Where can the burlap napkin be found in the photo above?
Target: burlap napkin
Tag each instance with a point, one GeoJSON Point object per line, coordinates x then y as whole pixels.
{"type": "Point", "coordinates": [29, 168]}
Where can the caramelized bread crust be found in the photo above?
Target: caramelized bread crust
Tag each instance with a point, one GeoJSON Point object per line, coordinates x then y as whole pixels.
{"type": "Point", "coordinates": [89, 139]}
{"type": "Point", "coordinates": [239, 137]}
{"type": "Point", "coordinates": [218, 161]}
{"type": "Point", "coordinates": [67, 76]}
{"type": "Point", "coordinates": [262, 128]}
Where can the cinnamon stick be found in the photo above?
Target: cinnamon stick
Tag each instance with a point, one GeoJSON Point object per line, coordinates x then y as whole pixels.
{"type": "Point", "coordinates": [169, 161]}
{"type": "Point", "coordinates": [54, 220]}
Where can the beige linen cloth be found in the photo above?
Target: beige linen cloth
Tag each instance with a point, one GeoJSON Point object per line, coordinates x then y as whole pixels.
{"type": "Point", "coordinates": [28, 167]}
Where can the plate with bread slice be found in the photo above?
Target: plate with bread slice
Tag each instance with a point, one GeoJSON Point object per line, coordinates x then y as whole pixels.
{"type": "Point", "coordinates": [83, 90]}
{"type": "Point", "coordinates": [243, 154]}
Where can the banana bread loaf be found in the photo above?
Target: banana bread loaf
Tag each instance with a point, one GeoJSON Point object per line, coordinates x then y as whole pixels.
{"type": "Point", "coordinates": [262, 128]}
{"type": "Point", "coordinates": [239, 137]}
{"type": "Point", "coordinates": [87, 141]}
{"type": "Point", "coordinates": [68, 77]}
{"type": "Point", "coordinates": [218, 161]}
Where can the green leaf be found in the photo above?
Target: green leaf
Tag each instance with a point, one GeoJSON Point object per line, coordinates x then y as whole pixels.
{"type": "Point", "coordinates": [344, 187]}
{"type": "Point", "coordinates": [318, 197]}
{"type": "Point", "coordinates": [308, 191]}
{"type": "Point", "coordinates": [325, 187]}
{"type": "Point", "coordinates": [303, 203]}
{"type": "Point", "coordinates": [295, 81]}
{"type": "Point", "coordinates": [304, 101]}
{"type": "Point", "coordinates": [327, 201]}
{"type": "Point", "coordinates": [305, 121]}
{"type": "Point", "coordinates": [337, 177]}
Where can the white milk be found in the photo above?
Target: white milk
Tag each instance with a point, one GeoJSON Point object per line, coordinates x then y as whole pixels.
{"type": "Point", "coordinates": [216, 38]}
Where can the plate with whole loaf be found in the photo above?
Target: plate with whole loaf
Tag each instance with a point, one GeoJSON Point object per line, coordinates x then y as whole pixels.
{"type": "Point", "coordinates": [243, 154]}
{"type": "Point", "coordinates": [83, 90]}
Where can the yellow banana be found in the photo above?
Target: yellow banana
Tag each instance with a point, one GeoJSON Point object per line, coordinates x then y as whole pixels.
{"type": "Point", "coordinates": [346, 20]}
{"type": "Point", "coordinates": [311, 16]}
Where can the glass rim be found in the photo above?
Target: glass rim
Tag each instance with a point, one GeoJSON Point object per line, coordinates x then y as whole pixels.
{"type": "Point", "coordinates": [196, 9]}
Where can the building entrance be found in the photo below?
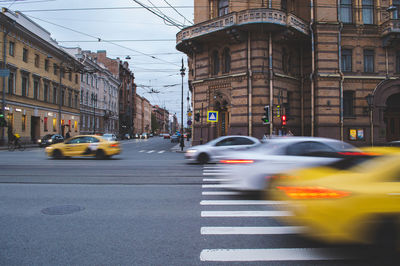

### EXERCISE DIRECTIONS:
Update the items above so that every "Tag each instance" becomes "Mark each instance", with all other text unchanged. Leave the pictures out of your answer.

### SOLUTION TO THIS PROBLEM:
Where can the burlap napkin be found in the photo above?
Target: burlap napkin
Mark each instance with a point, one GeoJSON Point object per line, coordinates x then y as whole pixels.
{"type": "Point", "coordinates": [29, 168]}
Where can the caramelized bread crust be found in the photo above?
Target: caramelized bread crust
Mark each instance with a point, one GeoJSON Point object per line, coordinates x then y as whole pixels.
{"type": "Point", "coordinates": [89, 139]}
{"type": "Point", "coordinates": [239, 137]}
{"type": "Point", "coordinates": [218, 161]}
{"type": "Point", "coordinates": [67, 76]}
{"type": "Point", "coordinates": [262, 128]}
Where can the cinnamon stick be found in the photo above?
Target: cinnamon stick
Mark each instance with a point, one GeoJSON Point object per line, coordinates x then y as whole pixels.
{"type": "Point", "coordinates": [169, 161]}
{"type": "Point", "coordinates": [54, 220]}
Where can the beige linen cloth be found in the photo above?
Target: beige linen cloth
Mark each instance with a point, one GeoJSON Point object per line, coordinates x then y as whole pixels.
{"type": "Point", "coordinates": [28, 167]}
Where can the plate with bread slice be found in the photo above?
Target: plate with bread slice
Mark each instance with a point, one GeoJSON Point object per line, coordinates x then y as whole pixels.
{"type": "Point", "coordinates": [83, 90]}
{"type": "Point", "coordinates": [243, 154]}
Where can the banana bread loaf be found in the photo above?
Target: banana bread loaf
Mark each instance with a point, one GeoJSON Point object per line, coordinates x then y as whole pixels.
{"type": "Point", "coordinates": [262, 128]}
{"type": "Point", "coordinates": [239, 137]}
{"type": "Point", "coordinates": [87, 141]}
{"type": "Point", "coordinates": [68, 77]}
{"type": "Point", "coordinates": [218, 161]}
Where can the green leaf be found in the photo above?
Target: green leaf
Mark each instance with a point, one GeoJSON Point object per line, coordinates x then y as whole pixels.
{"type": "Point", "coordinates": [344, 187]}
{"type": "Point", "coordinates": [318, 197]}
{"type": "Point", "coordinates": [308, 191]}
{"type": "Point", "coordinates": [325, 187]}
{"type": "Point", "coordinates": [303, 203]}
{"type": "Point", "coordinates": [295, 81]}
{"type": "Point", "coordinates": [304, 101]}
{"type": "Point", "coordinates": [327, 201]}
{"type": "Point", "coordinates": [305, 121]}
{"type": "Point", "coordinates": [337, 177]}
Where can the white milk be found in the photo above?
Target: white milk
Mark each instance with a point, one GeoJSON Point object per line, coordinates x then y as whole pixels.
{"type": "Point", "coordinates": [216, 38]}
Where can the plate with whole loaf be found in the photo above?
Target: plate with whole loaf
Mark each instance with a point, one GeoJSON Point object per line, coordinates x then y as whole pixels.
{"type": "Point", "coordinates": [243, 154]}
{"type": "Point", "coordinates": [83, 90]}
Where can the yellow banana be found in the photo above?
Target: yellow banana
Mark each instance with a point, one GeoJSON Point object per line, coordinates x then y as whole pixels.
{"type": "Point", "coordinates": [346, 20]}
{"type": "Point", "coordinates": [311, 16]}
Where can the glass rim be found in the photo above?
Target: glass rim
Mark each instance with a point, one GeoJSON Point object per line, coordinates x then y as whole pixels.
{"type": "Point", "coordinates": [196, 9]}
Where can the building entrance be found in the photo below?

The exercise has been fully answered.